— begin PROVIDED RECORDS —

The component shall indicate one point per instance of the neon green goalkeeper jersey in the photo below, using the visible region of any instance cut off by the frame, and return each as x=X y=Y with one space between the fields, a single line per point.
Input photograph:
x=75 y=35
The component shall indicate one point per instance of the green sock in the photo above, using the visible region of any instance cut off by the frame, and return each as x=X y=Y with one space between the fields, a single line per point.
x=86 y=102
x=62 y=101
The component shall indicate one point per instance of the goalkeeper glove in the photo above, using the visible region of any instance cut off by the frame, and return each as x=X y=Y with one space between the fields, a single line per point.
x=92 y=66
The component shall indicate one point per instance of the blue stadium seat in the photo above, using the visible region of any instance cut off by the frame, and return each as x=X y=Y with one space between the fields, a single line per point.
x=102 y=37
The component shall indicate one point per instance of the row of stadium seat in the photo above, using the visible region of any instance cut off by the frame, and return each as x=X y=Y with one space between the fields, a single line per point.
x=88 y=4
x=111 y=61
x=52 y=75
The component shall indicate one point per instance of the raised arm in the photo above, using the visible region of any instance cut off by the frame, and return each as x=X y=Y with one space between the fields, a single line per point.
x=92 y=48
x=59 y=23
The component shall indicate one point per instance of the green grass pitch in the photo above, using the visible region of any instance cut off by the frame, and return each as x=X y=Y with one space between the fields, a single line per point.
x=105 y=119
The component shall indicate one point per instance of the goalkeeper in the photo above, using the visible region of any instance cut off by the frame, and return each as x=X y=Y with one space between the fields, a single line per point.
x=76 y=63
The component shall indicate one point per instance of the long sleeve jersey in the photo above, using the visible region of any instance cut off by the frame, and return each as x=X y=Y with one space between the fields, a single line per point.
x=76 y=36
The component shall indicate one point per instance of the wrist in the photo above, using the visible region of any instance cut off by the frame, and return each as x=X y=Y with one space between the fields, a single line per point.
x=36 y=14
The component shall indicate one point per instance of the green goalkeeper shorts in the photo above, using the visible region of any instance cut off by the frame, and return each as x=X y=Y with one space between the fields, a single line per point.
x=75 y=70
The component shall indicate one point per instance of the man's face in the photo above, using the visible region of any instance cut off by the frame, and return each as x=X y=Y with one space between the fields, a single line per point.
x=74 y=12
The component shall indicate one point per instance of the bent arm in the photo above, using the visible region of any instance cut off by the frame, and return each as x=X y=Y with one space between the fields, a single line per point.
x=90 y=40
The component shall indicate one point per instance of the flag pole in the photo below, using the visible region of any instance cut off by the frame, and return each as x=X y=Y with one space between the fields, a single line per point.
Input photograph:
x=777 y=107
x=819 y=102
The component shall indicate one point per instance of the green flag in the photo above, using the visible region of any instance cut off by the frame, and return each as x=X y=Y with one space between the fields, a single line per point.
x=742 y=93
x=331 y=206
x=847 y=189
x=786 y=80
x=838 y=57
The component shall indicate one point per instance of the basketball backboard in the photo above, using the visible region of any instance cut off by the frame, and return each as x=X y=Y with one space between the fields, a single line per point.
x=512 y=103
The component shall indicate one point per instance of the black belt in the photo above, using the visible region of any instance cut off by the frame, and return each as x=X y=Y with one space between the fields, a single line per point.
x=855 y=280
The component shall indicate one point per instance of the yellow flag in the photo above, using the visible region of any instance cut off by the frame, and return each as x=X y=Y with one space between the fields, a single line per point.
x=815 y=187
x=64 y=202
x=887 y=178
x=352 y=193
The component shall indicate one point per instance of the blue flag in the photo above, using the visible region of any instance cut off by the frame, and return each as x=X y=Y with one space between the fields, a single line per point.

— end PROVIDED RECORDS —

### WHAT TO PRODUCE
Print all of the entries above again, word for word and in their original order.

### TASK SOLUTION
The component shall indicate one point per instance of the neon green goalkeeper jersey in the photo below, using the visible region of any instance cut off by the frame, and return each as x=X y=Y with one space between the fields, a single line per point.
Input photograph:
x=75 y=35
The component shall indicate one point per instance of the green sock in the photo above, using the visible region of any instance cut off by the frame, and return each as x=X y=Y with one space between the fields, a single line per point.
x=86 y=102
x=62 y=101
The component shall indicate one point per instance of the goalkeeper glove in the photo above, using the visible region of any instance cut off by the frame, and return each as x=X y=Y with one space between the fields, a single line per point.
x=92 y=66
The component shall indicate one point per instance of the blue stadium seat in the photo above, using the visible region of any instance cut off by the frame, and return each as x=X y=Y with one space between the fields, a single line per point.
x=102 y=37
The component shall indicate one point per instance of the row of stadium seat in the photo above, using the visible region of any instance cut off by the frame, and return each as x=X y=Y with one space between the fields, a single line per point.
x=88 y=4
x=111 y=61
x=52 y=75
The component shall indicate one point per instance of the raised arm in the photo above, using the visible region of any instance cut off by the frame, and return each as x=X y=Y with one space between the fields, a single line per point.
x=92 y=48
x=59 y=23
The component shall indicate one point per instance of the green grass pitch in the photo above, using the visible region of any instance cut off by the frame, and return each as x=X y=Y with one space between the fields, a single line per point.
x=105 y=119
The component shall indicate one point per instance of the goalkeeper in the photo above, using the visible region of any instance cut off by the frame, and return each as x=X y=Y with one space between the fields, a single line per point.
x=76 y=63
The component shall indicate one point per instance of the long sleeve jersey in the photo above, using the visible region of any instance cut off by the frame, and return each as x=X y=Y with one space between the fields, a single line per point.
x=76 y=36
The component shall indicate one point per instance of the wrist in the photo above, using the visible region of any instance cut off by the frame, and return each as x=X y=Y with one space between the fields, a single line per point.
x=36 y=14
The component shall indicate one point per instance of the green goalkeeper shorts in the photo above, using the visible region of any instance cut off by the frame, and return each as x=X y=Y with one space between the fields, a single line per point.
x=75 y=70
The component shall indicate one point per instance of the man's face in the photo above, using the visible region of any instance cut off by the frame, and return each as x=X y=Y with one space between the fields, a single line per point.
x=74 y=12
The component shall indicate one point per instance of the bent arm in the photo above, using the visible region of any instance cut off by the frame, and return each as x=X y=Y with one space between the fields, a single line per point.
x=90 y=40
The component shall indicate one point per instance of the flag pole in the photo below, using the visible region of any instance cut off by the frame, and return each as x=X y=Y with one space between the fields, a single line per point.
Input photograph:
x=777 y=107
x=819 y=102
The component shall indicate one point per instance of the green flag in the photo above, using the visible region of any instance cut off by the frame, and return each as x=X y=Y with one space between the fields, a single line per point.
x=742 y=93
x=331 y=206
x=847 y=189
x=786 y=80
x=838 y=57
The component shall indicate one point per instance of the basketball backboard in the photo above, using the visible region of any instance cut off by the frame, and return each as x=X y=Y with one space between the fields, a single line per point.
x=512 y=103
The component shall indicate one point per instance of the black belt in the photo above, using the visible region of any instance cut off by the frame, and return each as x=X y=Y with one space between the fields, a single line per point.
x=855 y=280
The component shall indicate one point per instance of the yellow flag in the photo above, using the visible region of any instance cut off by the frame, and return each as x=X y=Y with one space between the fields, a single line per point.
x=815 y=187
x=64 y=202
x=887 y=178
x=352 y=193
The component shall indicate one point per instance of the blue flag in the photo above, using the visible region of any instance cut off by the frame, and return each as x=X y=Y with one space between the fields, a single line per point.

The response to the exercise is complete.